Vielleicht erst einmal durchblättern? Das Logo eines Pinguins lädt zur Lektüre der zwanzig ganz unterschiedlich kurzen Beiträge ein. Das ganze Buch wirkt stylish und leicht – keine schlechte Basis für dieses schwierige Thema.
Silke Lipinski begrüßt im Namen der Selbsthilfeorganisation Aspies e.V. und schildert, wie es zu diesem zweiten Band mit Texten von Betroffenen aus dem Autismus-Spektrum gekommen ist. Der erste Band »Risse im Universum« war 2010 erschienen. In diesem zweiten Band soll es vor allem um Bewältigungsstrategien gehen.
Um es gleich zu sagen: Ich finde diese Sammlung hervorragend. Alles, was in den letzten Jahren in der Fachliteratur über Störungen aus dem Autismus-Spektrum eher trocken beschrieben wurde, kann die Leserin hier miterleben. Da ist der lange, meist überlange Weg bis zur Diagnose; das Gefühl, in dieser Welt falsch zu sein und nicht dazuzugehören, und die ungeheuren Anstrengungen, etwas daran zu ändern. Die Autorinnen und Autoren dieser Texte sind jung oder fast schon im Rentenalter. Fast alle beschreiben akribisch, wie sie denken, fühlen, sich informieren und wie sie versuchen zu verstehen, wie die soziale Welt funktioniert. Sie sind ungeheuer bemüht, die Reaktionen ihrer Mitmenschen zu verstehen. Sie schreiben Listen und Merkblätter, sie prägen sich Gesichter und Emotionen ein, sie zeichnen und schreiben.

======

### Gestellte Aufgabe
Gib aus der Buchbesprechung den Abschnitt wortgetreu aus, der mit „Silke Lipinski begrüßt“ beginnt und mit „um Bewältigungsstrategien gehen.“ endet.

======

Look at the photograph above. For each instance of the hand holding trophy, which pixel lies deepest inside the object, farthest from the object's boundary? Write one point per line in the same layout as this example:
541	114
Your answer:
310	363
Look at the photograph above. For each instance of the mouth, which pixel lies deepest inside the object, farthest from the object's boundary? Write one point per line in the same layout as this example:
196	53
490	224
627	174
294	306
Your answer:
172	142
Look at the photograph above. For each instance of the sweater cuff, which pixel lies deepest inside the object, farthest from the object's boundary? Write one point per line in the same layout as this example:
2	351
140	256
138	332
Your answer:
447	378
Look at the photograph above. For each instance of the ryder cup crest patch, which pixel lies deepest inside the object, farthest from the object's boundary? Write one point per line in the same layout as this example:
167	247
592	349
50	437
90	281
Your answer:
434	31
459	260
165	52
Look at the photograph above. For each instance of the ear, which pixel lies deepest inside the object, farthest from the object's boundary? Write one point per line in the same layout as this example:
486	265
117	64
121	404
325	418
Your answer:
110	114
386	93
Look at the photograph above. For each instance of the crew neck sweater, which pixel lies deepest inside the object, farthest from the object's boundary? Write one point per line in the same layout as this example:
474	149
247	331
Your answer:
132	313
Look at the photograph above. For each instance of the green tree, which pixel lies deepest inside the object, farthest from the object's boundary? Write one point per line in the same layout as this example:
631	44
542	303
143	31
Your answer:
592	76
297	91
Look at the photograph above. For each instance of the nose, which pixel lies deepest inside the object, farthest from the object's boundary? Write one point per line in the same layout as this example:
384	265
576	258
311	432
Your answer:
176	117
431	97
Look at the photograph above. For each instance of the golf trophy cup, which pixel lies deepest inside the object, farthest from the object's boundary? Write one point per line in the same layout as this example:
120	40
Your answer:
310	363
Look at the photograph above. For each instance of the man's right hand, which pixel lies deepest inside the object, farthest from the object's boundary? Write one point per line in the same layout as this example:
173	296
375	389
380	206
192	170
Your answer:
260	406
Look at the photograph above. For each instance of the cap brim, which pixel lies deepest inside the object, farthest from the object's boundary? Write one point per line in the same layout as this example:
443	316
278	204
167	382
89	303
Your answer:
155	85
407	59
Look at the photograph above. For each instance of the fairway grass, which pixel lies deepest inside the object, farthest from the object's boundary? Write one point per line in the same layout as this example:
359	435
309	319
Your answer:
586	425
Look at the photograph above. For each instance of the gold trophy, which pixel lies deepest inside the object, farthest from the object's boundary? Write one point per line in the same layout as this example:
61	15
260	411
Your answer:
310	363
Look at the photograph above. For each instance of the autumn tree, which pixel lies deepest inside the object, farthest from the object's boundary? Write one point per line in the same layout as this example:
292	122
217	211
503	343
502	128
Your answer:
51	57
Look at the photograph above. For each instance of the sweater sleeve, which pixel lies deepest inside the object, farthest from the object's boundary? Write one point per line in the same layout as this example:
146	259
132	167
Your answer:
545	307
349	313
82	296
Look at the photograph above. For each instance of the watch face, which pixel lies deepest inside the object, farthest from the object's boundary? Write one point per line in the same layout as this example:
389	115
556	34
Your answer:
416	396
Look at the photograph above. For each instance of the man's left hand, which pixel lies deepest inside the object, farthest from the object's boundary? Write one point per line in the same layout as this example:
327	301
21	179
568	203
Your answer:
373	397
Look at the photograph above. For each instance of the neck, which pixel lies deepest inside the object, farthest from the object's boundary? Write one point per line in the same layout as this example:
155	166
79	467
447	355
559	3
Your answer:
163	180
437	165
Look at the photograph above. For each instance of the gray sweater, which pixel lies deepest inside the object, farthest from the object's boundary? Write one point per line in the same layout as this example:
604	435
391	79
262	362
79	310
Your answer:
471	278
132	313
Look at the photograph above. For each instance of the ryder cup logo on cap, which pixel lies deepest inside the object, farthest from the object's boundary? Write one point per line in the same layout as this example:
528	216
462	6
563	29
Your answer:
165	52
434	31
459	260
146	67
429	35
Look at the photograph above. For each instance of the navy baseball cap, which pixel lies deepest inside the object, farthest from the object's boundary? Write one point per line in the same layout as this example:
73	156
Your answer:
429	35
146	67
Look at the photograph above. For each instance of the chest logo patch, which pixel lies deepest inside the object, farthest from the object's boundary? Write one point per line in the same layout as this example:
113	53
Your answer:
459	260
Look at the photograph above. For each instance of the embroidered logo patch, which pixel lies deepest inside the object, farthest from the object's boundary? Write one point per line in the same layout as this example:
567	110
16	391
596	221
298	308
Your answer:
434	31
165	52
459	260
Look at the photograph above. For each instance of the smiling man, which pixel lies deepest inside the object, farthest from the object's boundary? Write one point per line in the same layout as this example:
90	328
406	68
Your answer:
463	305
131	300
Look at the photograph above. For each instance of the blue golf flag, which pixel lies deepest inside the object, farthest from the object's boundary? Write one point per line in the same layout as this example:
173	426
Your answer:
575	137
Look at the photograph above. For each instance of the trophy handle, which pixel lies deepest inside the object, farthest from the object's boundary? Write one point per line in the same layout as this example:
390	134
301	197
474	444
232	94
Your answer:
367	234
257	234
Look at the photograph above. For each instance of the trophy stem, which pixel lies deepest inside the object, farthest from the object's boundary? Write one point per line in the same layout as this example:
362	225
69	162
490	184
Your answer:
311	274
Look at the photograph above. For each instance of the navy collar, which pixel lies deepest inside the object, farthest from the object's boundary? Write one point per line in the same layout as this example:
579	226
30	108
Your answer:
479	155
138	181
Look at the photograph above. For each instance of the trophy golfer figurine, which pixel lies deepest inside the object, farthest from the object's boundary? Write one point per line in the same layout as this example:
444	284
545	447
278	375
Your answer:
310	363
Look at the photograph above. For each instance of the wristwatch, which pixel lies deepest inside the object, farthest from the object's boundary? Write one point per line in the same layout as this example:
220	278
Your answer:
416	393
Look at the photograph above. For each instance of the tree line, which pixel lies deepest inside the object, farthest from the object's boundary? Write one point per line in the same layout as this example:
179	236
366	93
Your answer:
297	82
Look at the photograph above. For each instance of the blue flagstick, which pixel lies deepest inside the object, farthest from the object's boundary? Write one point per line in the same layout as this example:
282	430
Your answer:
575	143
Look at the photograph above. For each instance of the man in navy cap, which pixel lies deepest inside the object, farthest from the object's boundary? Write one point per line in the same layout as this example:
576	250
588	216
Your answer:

======

### Ergebnis dieser Übung
Silke Lipinski begrüßt im Namen der Selbsthilfeorganisation Aspies e.V. und schildert, wie es zu diesem zweiten Band mit Texten von Betroffenen aus dem Autismus-Spektrum gekommen ist. Der erste Band »Risse im Universum« war 2010 erschienen. In diesem zweiten Band soll es vor allem um Bewältigungsstrategien gehen.